- _What you have to do_: What follows is a listing to be transcribed exactly.
[Begin Data provided]
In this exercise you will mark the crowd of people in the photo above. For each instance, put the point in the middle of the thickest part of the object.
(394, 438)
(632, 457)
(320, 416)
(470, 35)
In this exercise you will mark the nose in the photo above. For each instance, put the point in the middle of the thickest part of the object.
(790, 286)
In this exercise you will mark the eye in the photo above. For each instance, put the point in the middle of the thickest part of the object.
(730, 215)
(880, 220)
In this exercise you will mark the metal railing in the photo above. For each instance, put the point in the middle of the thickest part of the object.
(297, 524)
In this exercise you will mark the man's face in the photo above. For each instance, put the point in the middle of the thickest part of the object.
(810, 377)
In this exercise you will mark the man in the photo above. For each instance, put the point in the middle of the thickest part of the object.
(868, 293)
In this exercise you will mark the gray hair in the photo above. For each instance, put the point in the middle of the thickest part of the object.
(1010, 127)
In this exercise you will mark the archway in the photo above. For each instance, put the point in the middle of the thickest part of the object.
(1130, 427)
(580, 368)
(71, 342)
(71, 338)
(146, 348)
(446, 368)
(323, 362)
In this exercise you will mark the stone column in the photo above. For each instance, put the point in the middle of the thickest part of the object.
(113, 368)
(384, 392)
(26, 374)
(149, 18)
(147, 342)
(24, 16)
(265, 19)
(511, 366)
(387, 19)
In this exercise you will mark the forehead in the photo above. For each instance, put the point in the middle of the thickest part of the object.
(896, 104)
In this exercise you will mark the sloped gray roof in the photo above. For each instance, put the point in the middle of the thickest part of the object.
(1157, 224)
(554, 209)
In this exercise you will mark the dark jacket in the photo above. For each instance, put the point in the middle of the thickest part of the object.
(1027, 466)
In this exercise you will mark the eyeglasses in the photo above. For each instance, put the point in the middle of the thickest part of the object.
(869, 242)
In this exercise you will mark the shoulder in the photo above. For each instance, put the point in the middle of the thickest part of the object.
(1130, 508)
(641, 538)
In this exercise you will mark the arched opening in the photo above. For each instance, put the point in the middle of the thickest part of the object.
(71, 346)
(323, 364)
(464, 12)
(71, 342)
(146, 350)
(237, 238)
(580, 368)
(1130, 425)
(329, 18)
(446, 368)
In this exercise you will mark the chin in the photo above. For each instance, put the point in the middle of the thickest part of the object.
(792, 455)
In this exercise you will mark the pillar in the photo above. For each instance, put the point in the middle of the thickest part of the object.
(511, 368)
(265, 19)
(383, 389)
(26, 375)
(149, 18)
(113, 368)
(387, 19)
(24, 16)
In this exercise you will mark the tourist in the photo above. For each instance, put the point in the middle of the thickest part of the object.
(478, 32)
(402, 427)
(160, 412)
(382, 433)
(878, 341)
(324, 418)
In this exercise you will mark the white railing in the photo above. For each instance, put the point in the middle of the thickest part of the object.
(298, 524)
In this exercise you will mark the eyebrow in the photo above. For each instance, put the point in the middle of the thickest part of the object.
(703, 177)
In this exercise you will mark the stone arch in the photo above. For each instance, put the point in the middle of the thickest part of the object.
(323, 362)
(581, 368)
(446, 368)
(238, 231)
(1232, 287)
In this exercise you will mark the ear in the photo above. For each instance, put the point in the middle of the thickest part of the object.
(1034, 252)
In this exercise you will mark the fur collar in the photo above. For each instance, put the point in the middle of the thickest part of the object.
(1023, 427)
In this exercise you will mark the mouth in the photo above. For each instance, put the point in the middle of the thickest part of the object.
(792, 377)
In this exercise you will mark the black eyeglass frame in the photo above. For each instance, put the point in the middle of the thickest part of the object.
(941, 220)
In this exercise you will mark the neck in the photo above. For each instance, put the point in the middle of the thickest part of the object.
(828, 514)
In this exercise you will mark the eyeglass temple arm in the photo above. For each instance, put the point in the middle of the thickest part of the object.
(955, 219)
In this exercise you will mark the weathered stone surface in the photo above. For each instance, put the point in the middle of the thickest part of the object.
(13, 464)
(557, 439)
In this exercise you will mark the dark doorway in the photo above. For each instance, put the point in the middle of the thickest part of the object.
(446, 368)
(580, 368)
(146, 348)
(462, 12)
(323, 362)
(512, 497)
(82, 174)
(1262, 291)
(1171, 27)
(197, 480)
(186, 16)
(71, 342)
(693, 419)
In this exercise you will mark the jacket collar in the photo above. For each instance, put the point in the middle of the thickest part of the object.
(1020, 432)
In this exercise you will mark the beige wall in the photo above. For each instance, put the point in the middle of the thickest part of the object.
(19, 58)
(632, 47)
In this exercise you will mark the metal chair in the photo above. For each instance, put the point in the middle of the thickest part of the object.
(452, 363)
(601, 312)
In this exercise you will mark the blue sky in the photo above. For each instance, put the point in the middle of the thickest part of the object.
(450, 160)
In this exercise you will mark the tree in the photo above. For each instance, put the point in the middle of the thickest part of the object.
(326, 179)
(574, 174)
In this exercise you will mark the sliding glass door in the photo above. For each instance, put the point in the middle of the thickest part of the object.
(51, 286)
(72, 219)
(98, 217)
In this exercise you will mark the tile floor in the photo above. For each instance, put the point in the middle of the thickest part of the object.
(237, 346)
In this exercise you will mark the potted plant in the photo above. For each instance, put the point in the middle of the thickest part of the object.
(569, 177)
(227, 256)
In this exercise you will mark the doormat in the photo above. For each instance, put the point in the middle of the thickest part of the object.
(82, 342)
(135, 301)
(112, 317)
[End Data provided]
- _Answer_:
In this exercise you will mark the crowd of people in the photo above. For each instance, put the point in the middle of the thickest part of the object.
(394, 438)
(632, 457)
(320, 416)
(470, 35)
In this exercise you will mark the nose in the photo above. For each instance, put the point in the middle of the thickest part of the object.
(790, 286)
In this exercise you will mark the eye in the photo above. For each instance, put the point in the middle of the thickest part of the object.
(730, 215)
(880, 220)
In this exercise you will mark the metal railing in the photo above. For each instance, put the point in the middle of the thickest part of the object.
(297, 524)
In this exercise you will mark the man's face in the photo above. For each instance, put the point in the middle of the thickest part of the object.
(810, 377)
In this exercise you will mark the man in the photo above. For each instance, put the point in the middle of the thickest part of the object.
(868, 293)
In this exercise you will mark the gray hair in the photo above. For each instance, put the point in the middle of the thickest part of the object.
(1010, 127)
In this exercise you will mark the archway in the photo above. For each instance, put the point in the middle of the thickest part of the object.
(1130, 427)
(580, 368)
(71, 342)
(71, 338)
(146, 348)
(446, 368)
(323, 362)
In this exercise you will mark the stone column in the photo above. For each instance, put the point in the middle of the thickest part of the object.
(113, 368)
(384, 392)
(26, 374)
(149, 18)
(147, 342)
(24, 16)
(265, 19)
(511, 366)
(387, 19)
In this exercise you will mark the forehead in the photo above. For each instance, put the point in the middle of the thickest part of the object.
(896, 104)
In this exercise you will mark the sloped gray roof in the photo above. For each instance, put the point in the middle of the thickest part of the object.
(1157, 224)
(554, 209)
In this exercise you will mark the dark jacket in the photo above. For each instance, put the point in the middle of the thickest part of the object.
(1027, 466)
In this exercise you will mark the eyeglasses in the photo above. For each instance, put the point in the middle of the thickest part of the object.
(869, 242)
In this exercise you will mark the shoulder in the photo above. For each instance, put the point in the middle of the thickest part of the object.
(1130, 508)
(641, 538)
In this exercise you will mark the arched opening in the photo above. For each instance, put the point in the middle of the thickest part of the object.
(71, 346)
(323, 364)
(464, 12)
(71, 342)
(146, 350)
(237, 238)
(580, 368)
(1130, 425)
(329, 18)
(446, 368)
In this exercise you will mark the chin in the photo above. For each instance, put the point in the middle of the thickest part of the object.
(792, 455)
In this exercise you will mark the pillar in the photo above. For each instance, put the point in the middle of the thickest part of the object.
(511, 368)
(265, 19)
(383, 389)
(26, 375)
(149, 18)
(113, 368)
(387, 19)
(24, 16)
In this exercise you will mark the tourist in the photo above. For each instance, put the point in the middle of the thickest part of the object.
(478, 32)
(402, 427)
(160, 412)
(382, 433)
(878, 341)
(324, 418)
In this exercise you will mark the white railing in the photo above. For each instance, put the point in the middle of the thickest part of the object.
(298, 524)
In this exercise you will mark the eyebrow in the photo above. For each instance, put the point in the middle of the thickest part of the object.
(703, 177)
In this exercise you will mark the stone arch in the photo above. For each instance, put the point in the middle of the thickest part of the object.
(323, 362)
(581, 368)
(446, 368)
(238, 231)
(1232, 287)
In this exercise you will mark the ear in the photo above. For each instance, put the point in the middle of the thickest part of the object.
(1034, 252)
In this exercise you will mark the fur collar in the photo above. For each instance, put the point in the middle of the thickest part of the object.
(1023, 427)
In this exercise you will mark the mouth in the photo above. For each instance, put the point in the middle of the thickest part of the object.
(792, 377)
In this exercise you will mark the black eyeglass frame in the photo above. For each instance, put the point in the middle of the thickest part of the object.
(941, 220)
In this exercise you will mark the neck in the photo above. For each instance, put the point in the middle of the thickest part of the object.
(828, 514)
In this exercise you will mark the eyeglass temple arm in the photo above. For each instance, put the point in the middle of the thickest part of the object.
(955, 219)
In this exercise you will mark the weathered stone surface in the photo above. For each instance, put the point in the middle of the thickest part of the object.
(13, 464)
(557, 439)
In this exercise you will mark the dark doorway in the photo above. For each instance, put the point in the middle of the thickest part of the object.
(446, 368)
(580, 368)
(146, 348)
(462, 12)
(323, 362)
(512, 497)
(82, 174)
(1262, 291)
(1171, 27)
(197, 480)
(186, 16)
(71, 342)
(693, 419)
In this exercise you will mark the jacket collar in the photo above. For each instance, put the point in the middle of the thickest part of the object.
(1020, 432)
In this exercise you will mark the beige wall in the photo above. For each instance, put the point in the middle of the thickest part of the object.
(19, 58)
(632, 47)
In this exercise you will mark the metal chair in the photo above. For each instance, put the point in the middle of the thickest part of the object.
(452, 363)
(601, 312)
In this exercise you will mark the blue sky in the photo above. For each instance, put the point in the middle of the thickest part of the object.
(450, 160)
In this exercise you will mark the tree in the photo above. For each instance, put the point in the middle of the thickest part of the object.
(326, 179)
(574, 174)
In this exercise you will mark the sliding glass door in the photo above. For each instance, put the point in the middle of the thickest part of the object.
(51, 286)
(72, 219)
(98, 217)
In this exercise you will mark the tile floor in the photo above. For each instance, put the point in the middle of the thickest part of the object.
(237, 346)
In this exercise you will mark the potted plant in the photo above. For each instance, put the point in the middle of the thickest part of the object.
(569, 177)
(227, 256)
In this exercise you will mark the doormat in the photo above. For each instance, put the point in the middle of the thickest part of the object.
(82, 342)
(135, 301)
(112, 317)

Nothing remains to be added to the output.